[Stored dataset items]
......

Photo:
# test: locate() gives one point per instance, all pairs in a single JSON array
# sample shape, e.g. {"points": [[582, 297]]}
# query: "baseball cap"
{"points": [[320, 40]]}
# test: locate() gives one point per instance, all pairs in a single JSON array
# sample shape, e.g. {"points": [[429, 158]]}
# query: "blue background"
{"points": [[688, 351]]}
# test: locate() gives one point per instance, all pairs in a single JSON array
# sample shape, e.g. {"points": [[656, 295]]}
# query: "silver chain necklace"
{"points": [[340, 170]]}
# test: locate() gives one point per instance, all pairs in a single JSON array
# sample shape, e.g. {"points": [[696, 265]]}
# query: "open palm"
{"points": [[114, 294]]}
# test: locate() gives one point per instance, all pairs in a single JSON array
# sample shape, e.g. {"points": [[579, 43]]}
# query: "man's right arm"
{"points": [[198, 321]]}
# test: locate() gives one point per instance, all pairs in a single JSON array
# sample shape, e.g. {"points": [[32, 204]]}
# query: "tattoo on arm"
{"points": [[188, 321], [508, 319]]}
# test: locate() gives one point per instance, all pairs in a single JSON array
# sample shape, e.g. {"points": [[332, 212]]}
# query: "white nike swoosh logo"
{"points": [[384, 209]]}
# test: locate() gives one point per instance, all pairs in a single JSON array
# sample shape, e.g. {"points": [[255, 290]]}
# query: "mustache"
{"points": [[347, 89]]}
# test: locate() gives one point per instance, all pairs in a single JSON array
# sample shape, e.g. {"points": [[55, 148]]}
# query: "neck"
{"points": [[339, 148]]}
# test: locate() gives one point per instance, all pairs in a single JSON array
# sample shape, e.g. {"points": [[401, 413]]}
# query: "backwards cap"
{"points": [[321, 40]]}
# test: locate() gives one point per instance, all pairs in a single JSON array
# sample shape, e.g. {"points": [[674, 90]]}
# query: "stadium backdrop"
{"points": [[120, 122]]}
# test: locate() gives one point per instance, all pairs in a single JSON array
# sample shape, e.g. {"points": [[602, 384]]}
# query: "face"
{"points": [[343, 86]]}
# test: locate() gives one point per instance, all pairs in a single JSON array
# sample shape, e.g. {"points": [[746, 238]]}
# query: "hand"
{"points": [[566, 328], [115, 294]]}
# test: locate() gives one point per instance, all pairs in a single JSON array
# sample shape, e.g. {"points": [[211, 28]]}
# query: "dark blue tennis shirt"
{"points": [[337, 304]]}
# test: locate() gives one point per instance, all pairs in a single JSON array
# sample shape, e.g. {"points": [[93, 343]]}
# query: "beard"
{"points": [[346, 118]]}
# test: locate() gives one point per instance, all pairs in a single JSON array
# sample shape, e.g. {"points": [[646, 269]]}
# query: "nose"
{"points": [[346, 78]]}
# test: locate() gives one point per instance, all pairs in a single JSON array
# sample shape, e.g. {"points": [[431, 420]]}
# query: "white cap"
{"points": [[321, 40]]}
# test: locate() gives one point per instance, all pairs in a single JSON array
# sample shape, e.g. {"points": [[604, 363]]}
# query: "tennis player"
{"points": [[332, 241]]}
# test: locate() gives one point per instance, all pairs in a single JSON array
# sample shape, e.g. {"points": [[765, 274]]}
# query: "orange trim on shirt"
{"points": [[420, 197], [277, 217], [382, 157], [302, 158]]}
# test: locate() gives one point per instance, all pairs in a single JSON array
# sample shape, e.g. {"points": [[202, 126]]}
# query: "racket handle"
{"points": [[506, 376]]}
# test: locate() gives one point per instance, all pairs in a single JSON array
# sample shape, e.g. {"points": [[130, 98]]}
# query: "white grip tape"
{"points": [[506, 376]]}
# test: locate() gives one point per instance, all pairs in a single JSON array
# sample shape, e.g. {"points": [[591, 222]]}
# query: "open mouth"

......

* _Challenge_
Produce an exact copy of all the records.

* _Task solution_
Photo:
# test: locate() gives one point per instance, all pairs in a single JSON array
# sample shape, e.g. {"points": [[582, 297]]}
# query: "baseball cap"
{"points": [[320, 40]]}
# test: locate() gives one point per instance, all pairs in a single JSON array
# sample shape, e.g. {"points": [[429, 158]]}
# query: "blue background"
{"points": [[688, 351]]}
# test: locate() gives one point per instance, all pairs in a single JSON array
# sample shape, e.g. {"points": [[656, 295]]}
# query: "silver chain necklace"
{"points": [[340, 170]]}
# test: locate() gives one point per instance, all pairs in a single JSON array
# sample shape, e.g. {"points": [[696, 265]]}
# query: "open palm"
{"points": [[114, 294]]}
# test: locate() gives one point per instance, all pairs in a single JSON array
# sample shape, e.g. {"points": [[579, 43]]}
# query: "man's right arm"
{"points": [[198, 321]]}
# test: locate() gives one point per instance, all pairs in a single JSON array
# sample shape, e.g. {"points": [[32, 204]]}
# query: "tattoo on arm"
{"points": [[188, 321], [508, 319]]}
# test: locate() gives one point per instance, all pairs in a single JSON array
# sample shape, e.g. {"points": [[332, 212]]}
# query: "white nike swoosh logo"
{"points": [[384, 209]]}
# test: locate() gives one point per instance, all pairs in a single JSON array
# sample shape, e.g. {"points": [[255, 290]]}
# query: "mustache"
{"points": [[347, 89]]}
# test: locate() gives one point per instance, all pairs in a single JSON array
# sample shape, e.g. {"points": [[55, 148]]}
# query: "neck"
{"points": [[339, 148]]}
# test: locate() gives one point per instance, all pairs in a single JSON array
# sample shape, e.g. {"points": [[401, 413]]}
# query: "backwards cap"
{"points": [[321, 40]]}
# test: locate() gives one point per instance, all pairs in a single JSON array
# sample shape, e.g. {"points": [[674, 90]]}
# query: "stadium backdrop"
{"points": [[120, 122]]}
# test: locate() gives one point per instance, all pairs in a single JSON array
# sample shape, e.g. {"points": [[602, 384]]}
# query: "face"
{"points": [[343, 86]]}
# test: locate() gives one point per instance, all pairs in a single JSON array
# sample shape, e.g. {"points": [[746, 238]]}
# query: "hand"
{"points": [[566, 328], [115, 294]]}
# test: locate() gives one point per instance, all pairs in a single JSON array
# sample shape, e.g. {"points": [[211, 28]]}
# query: "dark blue tennis shirt"
{"points": [[337, 304]]}
# test: locate() gives one point per instance, all pairs in a single JSON array
# sample shape, e.g. {"points": [[93, 343]]}
# query: "beard"
{"points": [[346, 118]]}
# test: locate() gives one point per instance, all pairs in a single JSON array
# sample shape, e.g. {"points": [[646, 269]]}
# query: "nose"
{"points": [[346, 78]]}
# test: locate() gives one point per instance, all pairs in a single JSON array
# sample shape, e.g. {"points": [[431, 420]]}
# query: "white cap"
{"points": [[321, 40]]}
# test: locate() gives one point per instance, all pairs in a single JSON array
# sample shape, e.g. {"points": [[604, 363]]}
# query: "tennis player"
{"points": [[332, 241]]}
# test: locate() gives one point per instance, all pairs in a single JSON array
# sample shape, e.g. {"points": [[765, 274]]}
# query: "orange trim on shirt"
{"points": [[420, 197], [277, 217], [382, 157], [302, 158]]}
# test: locate() gives one point per instance, all pairs in a single JSON array
# sample shape, e.g. {"points": [[202, 126]]}
# query: "racket handle"
{"points": [[506, 376]]}
# test: locate() gives one point per instance, all pairs in a single JSON array
# sample shape, e.g. {"points": [[130, 98]]}
# query: "white grip tape"
{"points": [[506, 376]]}
# test: locate() gives one point per instance, all pairs in a single JSON array
# sample shape, e.g. {"points": [[591, 222]]}
# query: "open mouth"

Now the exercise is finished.